◆ **Written exercise**
Present each line of the data below as an item in a numbered list, skipping blank lines and leaving out the pictures.

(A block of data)
___
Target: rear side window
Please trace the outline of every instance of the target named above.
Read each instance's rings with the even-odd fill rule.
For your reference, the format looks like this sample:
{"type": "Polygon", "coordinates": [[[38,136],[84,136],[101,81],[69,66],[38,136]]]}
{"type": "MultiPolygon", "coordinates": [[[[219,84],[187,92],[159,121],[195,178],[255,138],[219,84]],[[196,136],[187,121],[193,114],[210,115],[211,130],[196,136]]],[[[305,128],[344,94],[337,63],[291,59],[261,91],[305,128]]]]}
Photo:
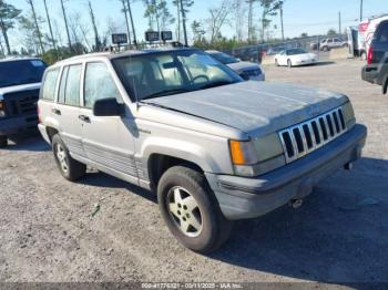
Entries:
___
◆ **Answer below**
1. Target: rear side window
2. Please trace the outline of every instance of the target named above.
3. Read each instance's rings with the even-odd fill rule.
4. For your reference, the format looks like this sample:
5. {"type": "Polygon", "coordinates": [[[38,136],[84,136],[101,81],[69,66],[38,136]]]}
6. {"type": "MultiPolygon", "coordinates": [[[[219,84],[187,92],[159,121],[195,178],[255,138],[219,84]],[[196,136],[187,121],[193,114],[210,115],[211,130],[196,136]]],[[[305,128],[344,94],[337,63],[291,59],[261,91],[305,128]]]]}
7. Photo:
8. Entries:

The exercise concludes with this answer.